[Éléments d'identification d'emplacement]

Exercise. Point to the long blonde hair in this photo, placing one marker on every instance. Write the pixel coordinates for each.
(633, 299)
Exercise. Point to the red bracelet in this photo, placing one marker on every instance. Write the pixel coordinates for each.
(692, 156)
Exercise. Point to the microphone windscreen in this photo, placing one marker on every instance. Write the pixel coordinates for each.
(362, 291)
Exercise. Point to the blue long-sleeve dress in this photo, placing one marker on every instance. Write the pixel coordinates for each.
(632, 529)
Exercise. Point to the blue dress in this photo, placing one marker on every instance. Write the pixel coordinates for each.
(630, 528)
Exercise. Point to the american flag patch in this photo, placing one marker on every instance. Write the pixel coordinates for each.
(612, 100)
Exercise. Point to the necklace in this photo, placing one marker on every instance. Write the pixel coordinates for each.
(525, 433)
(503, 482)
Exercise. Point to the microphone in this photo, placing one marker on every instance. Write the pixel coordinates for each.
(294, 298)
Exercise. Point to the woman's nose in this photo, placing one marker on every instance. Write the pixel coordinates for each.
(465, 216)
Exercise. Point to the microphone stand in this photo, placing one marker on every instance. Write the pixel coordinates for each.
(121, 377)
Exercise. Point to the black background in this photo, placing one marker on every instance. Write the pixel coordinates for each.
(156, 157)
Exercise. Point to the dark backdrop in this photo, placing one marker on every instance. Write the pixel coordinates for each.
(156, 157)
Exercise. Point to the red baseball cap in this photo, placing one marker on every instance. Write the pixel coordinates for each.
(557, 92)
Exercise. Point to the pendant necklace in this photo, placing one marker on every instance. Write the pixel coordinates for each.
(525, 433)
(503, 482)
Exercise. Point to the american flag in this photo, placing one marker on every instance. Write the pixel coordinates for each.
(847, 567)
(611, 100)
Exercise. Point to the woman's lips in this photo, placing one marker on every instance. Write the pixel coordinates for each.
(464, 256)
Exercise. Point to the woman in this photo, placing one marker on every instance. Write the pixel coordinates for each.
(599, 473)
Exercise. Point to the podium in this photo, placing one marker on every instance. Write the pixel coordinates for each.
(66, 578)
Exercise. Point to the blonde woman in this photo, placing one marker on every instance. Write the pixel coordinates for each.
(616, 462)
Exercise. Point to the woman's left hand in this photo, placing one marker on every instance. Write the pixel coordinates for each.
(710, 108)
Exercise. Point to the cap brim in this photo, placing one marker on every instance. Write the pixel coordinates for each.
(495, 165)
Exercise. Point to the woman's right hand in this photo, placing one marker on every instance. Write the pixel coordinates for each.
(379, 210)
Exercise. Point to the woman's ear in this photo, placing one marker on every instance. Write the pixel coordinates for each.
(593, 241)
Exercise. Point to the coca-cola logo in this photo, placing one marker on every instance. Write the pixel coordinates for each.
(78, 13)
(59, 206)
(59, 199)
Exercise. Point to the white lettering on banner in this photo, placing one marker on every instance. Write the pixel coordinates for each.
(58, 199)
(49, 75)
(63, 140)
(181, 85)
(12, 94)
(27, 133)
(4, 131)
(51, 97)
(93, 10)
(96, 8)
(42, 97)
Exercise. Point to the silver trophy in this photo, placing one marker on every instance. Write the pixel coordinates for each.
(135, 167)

Tâche à réaliser –
Pourriez-vous recopier toutes ces lignes en remplaçant « marker » par « pin », sans rien modifier d'autre ?

Corrigé de l'exercice –
Exercise. Point to the long blonde hair in this photo, placing one pin on every instance. Write the pixel coordinates for each.
(633, 299)
Exercise. Point to the red bracelet in this photo, placing one pin on every instance. Write the pixel coordinates for each.
(692, 156)
Exercise. Point to the microphone windscreen in this photo, placing one pin on every instance. Write the pixel coordinates for each.
(362, 291)
Exercise. Point to the blue long-sleeve dress in this photo, placing one pin on every instance. Write the pixel coordinates for each.
(632, 529)
Exercise. Point to the blue dress in this photo, placing one pin on every instance. Write the pixel coordinates for each.
(630, 528)
Exercise. Point to the american flag patch in this photo, placing one pin on every instance. Write the pixel coordinates for each.
(612, 100)
Exercise. Point to the necklace in this photo, placing one pin on every instance. Write the pixel coordinates for each.
(525, 433)
(503, 482)
Exercise. Point to the microphone in this photo, placing one pin on every instance. Write the pixel coordinates for each.
(294, 298)
Exercise. Point to the woman's nose in this photo, placing one pin on every instance. Write the pixel coordinates for each.
(465, 216)
Exercise. Point to the microphone stand in this photo, placing one pin on every instance. Write the pixel coordinates for each.
(121, 377)
Exercise. Point to the black background in this photo, placing one pin on every instance. Write the pixel coordinates for each.
(156, 157)
Exercise. Point to the dark backdrop in this photo, placing one pin on every instance. Write the pixel coordinates for each.
(156, 157)
Exercise. Point to the red baseball cap in this photo, placing one pin on every instance. Write the pixel coordinates for each.
(557, 92)
Exercise. Point to the pendant necklace in this photo, placing one pin on every instance. Write the pixel coordinates for each.
(525, 433)
(503, 482)
Exercise. Point to the american flag in this photo, placing one pin on every instance. Write the pixel coordinates for each.
(847, 567)
(611, 100)
Exercise. Point to the woman's lips in this photo, placing one pin on every instance. Write the pixel coordinates for each.
(464, 256)
Exercise. Point to the woman in this photo, placing one pin on every instance. Write the pixel coordinates for each.
(599, 473)
Exercise. Point to the podium in this photo, placing one pin on every instance. Write the pixel coordinates for each.
(66, 578)
Exercise. Point to the blonde woman in this photo, placing one pin on every instance. Write the pixel coordinates for each.
(616, 462)
Exercise. Point to the woman's left hand in this photo, placing one pin on every instance. Write the pixel coordinates for each.
(710, 108)
Exercise. Point to the cap brim in this photo, placing one pin on every instance. Write the pixel coordinates for each.
(495, 165)
Exercise. Point to the woman's right hand in this photo, placing one pin on every instance. Write the pixel coordinates for each.
(379, 210)
Exercise. Point to the woman's ear in this photo, placing one pin on every instance. Write the pixel coordinates for each.
(593, 241)
Exercise. Point to the coca-cola logo in this photo, placing one pin on every instance. Write the pixel coordinates for each.
(78, 13)
(59, 206)
(59, 199)
Exercise. Point to the white lettering on banner in this photo, placing one pin on every instance. Write the pixel coordinates for each.
(58, 199)
(49, 75)
(63, 140)
(181, 85)
(12, 94)
(27, 133)
(4, 131)
(51, 97)
(93, 10)
(96, 8)
(42, 97)
Exercise. Point to the silver trophy in this photo, placing one pin on every instance. Write the pixel coordinates for each.
(135, 167)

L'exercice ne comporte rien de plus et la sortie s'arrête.